* Given request: Reproduce only the lines from the one containing "Please place a point on every instance of the umbrella" through the end of the material, requests included, and add 59 to every coordinate value in the answers.

Dataset excerpts on object pointing:

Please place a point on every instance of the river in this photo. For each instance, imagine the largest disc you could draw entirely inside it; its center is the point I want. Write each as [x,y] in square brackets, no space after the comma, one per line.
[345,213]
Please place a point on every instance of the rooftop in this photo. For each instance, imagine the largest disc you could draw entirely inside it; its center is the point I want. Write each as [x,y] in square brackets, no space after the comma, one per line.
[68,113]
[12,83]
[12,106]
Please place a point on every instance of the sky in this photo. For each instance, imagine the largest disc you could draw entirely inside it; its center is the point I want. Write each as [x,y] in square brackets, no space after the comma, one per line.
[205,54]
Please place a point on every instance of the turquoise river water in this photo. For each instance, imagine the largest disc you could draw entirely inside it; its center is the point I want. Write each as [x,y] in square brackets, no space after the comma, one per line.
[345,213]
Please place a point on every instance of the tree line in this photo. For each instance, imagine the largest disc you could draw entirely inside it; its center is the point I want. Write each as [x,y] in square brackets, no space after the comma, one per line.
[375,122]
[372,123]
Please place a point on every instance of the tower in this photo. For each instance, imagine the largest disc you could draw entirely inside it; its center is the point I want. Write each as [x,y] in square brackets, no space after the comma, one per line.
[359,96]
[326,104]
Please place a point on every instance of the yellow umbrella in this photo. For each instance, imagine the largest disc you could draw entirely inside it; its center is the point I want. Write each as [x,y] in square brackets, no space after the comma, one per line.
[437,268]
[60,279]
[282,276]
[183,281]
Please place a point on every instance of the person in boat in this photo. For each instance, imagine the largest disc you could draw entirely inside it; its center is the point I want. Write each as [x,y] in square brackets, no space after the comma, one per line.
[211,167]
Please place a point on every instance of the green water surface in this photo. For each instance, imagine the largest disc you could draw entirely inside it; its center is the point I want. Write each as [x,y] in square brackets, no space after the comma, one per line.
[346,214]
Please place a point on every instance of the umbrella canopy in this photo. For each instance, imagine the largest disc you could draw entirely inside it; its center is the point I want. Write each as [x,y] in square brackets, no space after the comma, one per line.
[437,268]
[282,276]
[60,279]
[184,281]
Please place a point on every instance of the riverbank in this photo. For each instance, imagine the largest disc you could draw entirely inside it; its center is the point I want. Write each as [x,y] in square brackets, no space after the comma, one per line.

* Solution for this problem:
Please place a point on every instance of the umbrella canopy in this photo. For each instance, imagine the largest disc you could draw entirely inside it; its center is the point I want. Write each as [x,y] in square brackets, no space after the comma, one per line.
[496,327]
[341,335]
[119,338]
[243,340]
Please place a point on every instance of the riverbank in this photo. For each instance, imagine the largest disc you could draw entirely inside it; its center is the point I want. Write each as [x,y] in square brackets, no space after the comma, one per line.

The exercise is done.